SELECTION:
§

Was Brendan Rodgers Really the Developer of Young Talent He Proclaimed to Be?

“You say ‘steady’ to me again, when I say something to you, you’ll be on the first plane back”—some of Brendan Rodgers’ first words as Liverpool manager, aimed at Raheem Sterling during the Reds’ pre-season tour of North America and documented by Fox Sports’ Being: Liverpool served to highlight his intentions.

Arriving on Merseyside on the first day of June in 2012, Rodgers was lauded as one of Europe’s brightest young managers, having masterminded Swansea City’s successful start to life in the Premier League from 2010, and at the fulcrum of this excellence was the Ulsterman’s approach to youth development.

§

DATA ENTRIES:
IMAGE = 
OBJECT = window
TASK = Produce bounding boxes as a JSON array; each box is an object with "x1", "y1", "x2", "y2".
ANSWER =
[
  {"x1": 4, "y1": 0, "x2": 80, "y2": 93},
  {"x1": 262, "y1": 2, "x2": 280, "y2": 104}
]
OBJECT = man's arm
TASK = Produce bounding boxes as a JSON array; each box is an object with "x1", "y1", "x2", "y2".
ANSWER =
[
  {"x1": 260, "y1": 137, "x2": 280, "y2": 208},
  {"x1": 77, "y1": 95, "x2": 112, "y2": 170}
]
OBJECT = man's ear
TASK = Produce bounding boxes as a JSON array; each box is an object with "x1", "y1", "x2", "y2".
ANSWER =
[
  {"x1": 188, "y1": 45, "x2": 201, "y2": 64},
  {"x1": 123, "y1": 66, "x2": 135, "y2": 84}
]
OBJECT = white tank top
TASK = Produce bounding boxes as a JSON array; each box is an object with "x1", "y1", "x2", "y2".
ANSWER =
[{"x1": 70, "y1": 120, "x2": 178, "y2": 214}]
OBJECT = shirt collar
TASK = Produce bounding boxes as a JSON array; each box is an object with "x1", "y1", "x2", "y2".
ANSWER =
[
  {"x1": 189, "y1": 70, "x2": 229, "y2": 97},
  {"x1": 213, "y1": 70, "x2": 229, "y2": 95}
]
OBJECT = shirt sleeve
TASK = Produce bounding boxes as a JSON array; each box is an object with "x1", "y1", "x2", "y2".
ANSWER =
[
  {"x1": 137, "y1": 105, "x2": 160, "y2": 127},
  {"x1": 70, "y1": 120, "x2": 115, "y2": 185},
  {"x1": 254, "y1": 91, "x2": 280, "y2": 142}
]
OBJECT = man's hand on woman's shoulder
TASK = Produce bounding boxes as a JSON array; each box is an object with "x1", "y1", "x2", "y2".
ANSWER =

§

Copy the article on Brendan Rodgers word for word, from "Arriving on Merseyside" through "to youth development.", inclusive. The listing is not needed for this work.

Arriving on Merseyside on the first day of June in 2012, Rodgers was lauded as one of Europe’s brightest young managers, having masterminded Swansea City’s successful start to life in the Premier League from 2010, and at the fulcrum of this excellence was the Ulsterman’s approach to youth development.